Entries from a data source:

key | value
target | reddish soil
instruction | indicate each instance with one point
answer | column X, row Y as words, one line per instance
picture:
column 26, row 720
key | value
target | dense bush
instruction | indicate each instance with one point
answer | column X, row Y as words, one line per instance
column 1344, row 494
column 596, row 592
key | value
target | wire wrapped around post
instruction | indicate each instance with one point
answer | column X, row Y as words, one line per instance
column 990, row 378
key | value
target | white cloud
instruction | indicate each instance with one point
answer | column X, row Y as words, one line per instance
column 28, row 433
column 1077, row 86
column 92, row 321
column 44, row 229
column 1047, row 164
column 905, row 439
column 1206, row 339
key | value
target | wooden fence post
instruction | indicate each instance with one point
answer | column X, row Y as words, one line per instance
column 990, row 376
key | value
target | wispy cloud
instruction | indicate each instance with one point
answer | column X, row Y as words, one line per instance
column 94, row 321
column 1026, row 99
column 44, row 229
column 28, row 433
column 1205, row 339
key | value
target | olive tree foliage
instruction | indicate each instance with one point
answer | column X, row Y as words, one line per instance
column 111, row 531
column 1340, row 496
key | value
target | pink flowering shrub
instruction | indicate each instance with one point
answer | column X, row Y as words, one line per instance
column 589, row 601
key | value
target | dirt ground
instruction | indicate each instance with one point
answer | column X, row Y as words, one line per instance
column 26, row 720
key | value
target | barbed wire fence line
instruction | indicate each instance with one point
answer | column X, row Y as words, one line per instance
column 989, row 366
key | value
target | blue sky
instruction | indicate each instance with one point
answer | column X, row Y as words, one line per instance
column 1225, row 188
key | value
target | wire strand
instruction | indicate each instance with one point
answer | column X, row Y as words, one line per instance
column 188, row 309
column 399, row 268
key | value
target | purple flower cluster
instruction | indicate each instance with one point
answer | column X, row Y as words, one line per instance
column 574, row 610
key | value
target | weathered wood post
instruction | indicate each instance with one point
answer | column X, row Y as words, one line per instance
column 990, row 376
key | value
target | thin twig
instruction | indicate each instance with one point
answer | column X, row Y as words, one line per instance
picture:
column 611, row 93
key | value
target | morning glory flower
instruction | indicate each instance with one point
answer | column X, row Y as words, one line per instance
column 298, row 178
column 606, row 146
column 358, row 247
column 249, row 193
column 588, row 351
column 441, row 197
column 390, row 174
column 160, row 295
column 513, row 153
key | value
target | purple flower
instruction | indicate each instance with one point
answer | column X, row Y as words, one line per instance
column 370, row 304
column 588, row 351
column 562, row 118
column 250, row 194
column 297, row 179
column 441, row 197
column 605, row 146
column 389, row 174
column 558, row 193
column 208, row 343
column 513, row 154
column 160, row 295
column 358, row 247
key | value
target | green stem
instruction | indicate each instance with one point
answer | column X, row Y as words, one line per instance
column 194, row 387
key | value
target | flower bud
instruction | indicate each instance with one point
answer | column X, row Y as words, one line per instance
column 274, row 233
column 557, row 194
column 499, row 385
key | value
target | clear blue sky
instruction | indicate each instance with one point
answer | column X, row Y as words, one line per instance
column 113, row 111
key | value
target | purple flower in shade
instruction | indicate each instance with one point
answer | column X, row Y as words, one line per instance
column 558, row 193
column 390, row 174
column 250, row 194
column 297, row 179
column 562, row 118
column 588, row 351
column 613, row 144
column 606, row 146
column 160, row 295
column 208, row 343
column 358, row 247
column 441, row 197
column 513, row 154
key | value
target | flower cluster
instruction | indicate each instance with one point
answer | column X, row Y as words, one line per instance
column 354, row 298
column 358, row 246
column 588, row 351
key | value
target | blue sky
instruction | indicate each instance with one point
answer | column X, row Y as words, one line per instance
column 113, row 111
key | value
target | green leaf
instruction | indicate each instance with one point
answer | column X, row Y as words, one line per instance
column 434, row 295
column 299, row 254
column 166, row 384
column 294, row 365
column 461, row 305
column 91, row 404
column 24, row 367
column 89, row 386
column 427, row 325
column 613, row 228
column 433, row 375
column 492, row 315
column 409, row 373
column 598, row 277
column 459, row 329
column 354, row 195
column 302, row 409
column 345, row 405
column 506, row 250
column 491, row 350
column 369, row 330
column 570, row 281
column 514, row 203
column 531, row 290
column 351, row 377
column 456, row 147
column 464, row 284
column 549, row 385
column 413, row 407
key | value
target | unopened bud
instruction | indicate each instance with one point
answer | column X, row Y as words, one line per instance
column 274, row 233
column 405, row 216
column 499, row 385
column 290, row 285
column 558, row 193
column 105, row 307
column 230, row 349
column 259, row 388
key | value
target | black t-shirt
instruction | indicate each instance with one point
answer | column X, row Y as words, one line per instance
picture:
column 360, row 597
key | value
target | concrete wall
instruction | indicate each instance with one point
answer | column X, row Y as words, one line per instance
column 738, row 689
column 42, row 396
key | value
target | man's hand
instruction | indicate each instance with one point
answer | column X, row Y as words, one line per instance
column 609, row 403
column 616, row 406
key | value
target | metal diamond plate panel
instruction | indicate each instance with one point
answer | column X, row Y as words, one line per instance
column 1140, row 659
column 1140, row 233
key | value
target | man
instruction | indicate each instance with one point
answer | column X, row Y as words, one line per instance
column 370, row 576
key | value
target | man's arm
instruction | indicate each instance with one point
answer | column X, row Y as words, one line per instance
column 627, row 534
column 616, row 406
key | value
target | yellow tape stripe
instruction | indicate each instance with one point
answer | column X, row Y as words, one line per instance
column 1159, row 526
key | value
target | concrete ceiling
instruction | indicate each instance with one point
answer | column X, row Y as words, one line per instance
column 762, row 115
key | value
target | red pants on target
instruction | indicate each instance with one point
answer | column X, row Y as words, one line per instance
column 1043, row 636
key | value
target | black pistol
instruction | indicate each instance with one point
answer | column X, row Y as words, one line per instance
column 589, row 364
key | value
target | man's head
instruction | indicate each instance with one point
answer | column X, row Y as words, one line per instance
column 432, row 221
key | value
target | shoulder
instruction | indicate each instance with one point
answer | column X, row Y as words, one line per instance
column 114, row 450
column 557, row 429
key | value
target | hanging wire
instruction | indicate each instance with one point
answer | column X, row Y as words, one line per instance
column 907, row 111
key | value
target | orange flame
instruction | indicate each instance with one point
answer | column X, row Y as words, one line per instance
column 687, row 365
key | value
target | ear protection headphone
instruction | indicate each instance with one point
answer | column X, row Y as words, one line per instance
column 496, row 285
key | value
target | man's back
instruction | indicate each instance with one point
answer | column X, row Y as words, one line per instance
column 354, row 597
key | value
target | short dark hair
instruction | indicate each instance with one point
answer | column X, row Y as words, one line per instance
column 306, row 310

● **PROBLEM REQUIREMENTS**
Copy every line of the material above word for word, keeping the original order and layout from start to finish.

● **COMPLETE RESPONSE**
key | value
target | reddish soil
instruction | indicate each instance with one point
answer | column X, row Y as words, one line per instance
picture:
column 26, row 720
key | value
target | dense bush
instruction | indicate each instance with one point
answer | column X, row Y as words, one line per instance
column 1344, row 494
column 596, row 592
key | value
target | wire wrapped around post
instruction | indicate each instance with one point
answer | column X, row Y as words, one line per instance
column 990, row 378
key | value
target | white cloud
instruction | indicate each instance with one point
answer | column X, row Y as words, one line per instance
column 28, row 433
column 1077, row 86
column 92, row 321
column 44, row 229
column 1047, row 164
column 905, row 439
column 1206, row 339
key | value
target | wooden fence post
instruction | indicate each instance with one point
answer | column X, row Y as words, one line per instance
column 990, row 376
key | value
target | wispy cloud
instruction | indicate each instance with one point
answer | column X, row Y as words, one line per instance
column 94, row 321
column 1026, row 99
column 44, row 229
column 28, row 433
column 1205, row 339
key | value
target | olive tree foliage
instruction | indicate each instance with one point
answer | column X, row Y as words, one line per instance
column 111, row 531
column 1340, row 496
key | value
target | pink flowering shrub
instruction | indicate each instance with one point
answer | column X, row Y as words, one line per instance
column 589, row 601
key | value
target | dirt ground
instruction | indicate each instance with one point
answer | column X, row Y as words, one line per instance
column 26, row 720
key | value
target | barbed wire fence line
instruction | indicate each instance with one point
answer | column X, row Y as words, one line per instance
column 989, row 366
key | value
target | blue sky
instruction | indicate each instance with one point
answer | column X, row Y as words, one line per instance
column 1225, row 188
key | value
target | wire strand
instruction | indicate each instance with one point
answer | column X, row Y as words, one line per instance
column 188, row 309
column 399, row 268
key | value
target | purple flower cluster
instruction | indicate each instance with one point
answer | column X, row Y as words, one line per instance
column 574, row 610
key | value
target | weathered wood post
instruction | indicate each instance with one point
answer | column X, row Y as words, one line per instance
column 990, row 376
key | value
target | thin twig
instruction | indicate each instance with one point
answer | column X, row Y as words, one line per instance
picture:
column 611, row 93
key | value
target | morning glory flower
instruction | indicate each instance with one point
answer | column X, row Y as words, one line per instance
column 298, row 178
column 606, row 146
column 358, row 247
column 249, row 193
column 588, row 351
column 441, row 197
column 390, row 174
column 160, row 295
column 513, row 153
key | value
target | purple flower
instruction | indicate each instance with one point
answer | column X, row Y as words, one line per instance
column 370, row 304
column 588, row 351
column 562, row 118
column 250, row 194
column 297, row 179
column 441, row 197
column 605, row 146
column 389, row 174
column 558, row 193
column 208, row 343
column 513, row 154
column 160, row 295
column 358, row 247
key | value
target | green stem
instruction | indicate each instance with one point
answer | column X, row Y as words, one line per instance
column 194, row 387
key | value
target | flower bud
instruction | indicate each instance with one point
answer | column X, row Y as words, one line per instance
column 274, row 233
column 557, row 194
column 499, row 385
key | value
target | clear blue sky
instruction | indicate each instance with one point
answer | column X, row Y as words, one line per instance
column 113, row 111
key | value
target | purple flower in shade
instruction | indicate each instance with one point
answer | column X, row Y as words, one line per instance
column 558, row 193
column 390, row 174
column 250, row 194
column 297, row 179
column 562, row 118
column 588, row 351
column 613, row 144
column 606, row 146
column 160, row 295
column 208, row 343
column 358, row 247
column 441, row 197
column 513, row 154
key | value
target | flower cluster
instruction | indicate each instance with one point
answer | column X, row Y as words, one line per instance
column 354, row 298
column 358, row 246
column 588, row 351
key | value
target | blue sky
instruction | indicate each instance with one point
answer | column X, row Y as words, one line per instance
column 113, row 111
key | value
target | green leaf
instruction | indicate each instance with one point
answer | column X, row Y as words, one line per instance
column 434, row 295
column 299, row 254
column 166, row 384
column 294, row 365
column 461, row 305
column 91, row 404
column 24, row 367
column 89, row 386
column 427, row 325
column 613, row 228
column 433, row 375
column 492, row 315
column 409, row 373
column 598, row 277
column 459, row 329
column 354, row 195
column 302, row 409
column 345, row 405
column 506, row 250
column 491, row 350
column 369, row 330
column 570, row 281
column 514, row 203
column 531, row 290
column 351, row 377
column 456, row 147
column 464, row 284
column 549, row 385
column 413, row 407
key | value
target | unopened bud
instruction | indicate each instance with one point
answer | column X, row Y as words, one line per instance
column 274, row 233
column 405, row 216
column 499, row 385
column 290, row 285
column 558, row 193
column 105, row 307
column 230, row 349
column 259, row 388
key | value
target | black t-shirt
instruction | indicate each instance with one point
answer | column X, row Y as words, one line per instance
picture:
column 360, row 597
key | value
target | concrete wall
instruction | indicate each instance with one point
answer | column X, row Y as words, one line per instance
column 738, row 689
column 42, row 396
key | value
target | man's hand
instruction | indicate each instance with one point
answer | column X, row Y as words, one line per instance
column 609, row 403
column 616, row 406
key | value
target | metal diamond plate panel
instruction | indicate each instance with one point
answer | column X, row Y as words, one line per instance
column 1140, row 659
column 1140, row 233
key | value
target | man
instruction | indicate each instance with one point
answer | column X, row Y as words, one line per instance
column 370, row 576
key | value
target | man's arm
instruction | indicate each instance with one point
answer | column X, row Y as words, one line per instance
column 627, row 534
column 616, row 406
key | value
target | yellow tape stripe
instruction | indicate each instance with one point
answer | column X, row Y as words, one line per instance
column 1159, row 526
key | value
target | concrete ceiling
instruction | indicate each instance with one point
answer | column X, row Y as words, one line per instance
column 762, row 115
key | value
target | red pants on target
instruction | indicate each instance with one point
answer | column X, row Y as words, one line per instance
column 1043, row 636
key | value
target | black pistol
instruction | indicate each instance with one point
answer | column X, row Y as words, one line per instance
column 589, row 364
key | value
target | man's head
instruction | indicate each instance with one point
answer | column X, row Y as words, one line per instance
column 432, row 221
key | value
target | shoulder
instruction | indicate each instance with one point
answer | column X, row Y as words, one line per instance
column 114, row 450
column 557, row 429
key | value
target | hanging wire
instruction | indicate each instance with one point
answer | column X, row Y as words, one line per instance
column 907, row 111
key | value
target | orange flame
instruction | indicate each instance with one point
answer | column X, row Y as words, one line per instance
column 687, row 365
key | value
target | ear protection headphone
instruction | indicate each instance with one point
answer | column X, row Y as words, one line per instance
column 496, row 285
key | value
target | man's back
instruction | indicate each instance with one point
answer | column X, row Y as words, one line per instance
column 354, row 597
key | value
target | short dark hair
instruction | indicate each instance with one point
answer | column X, row Y as words, one line per instance
column 306, row 310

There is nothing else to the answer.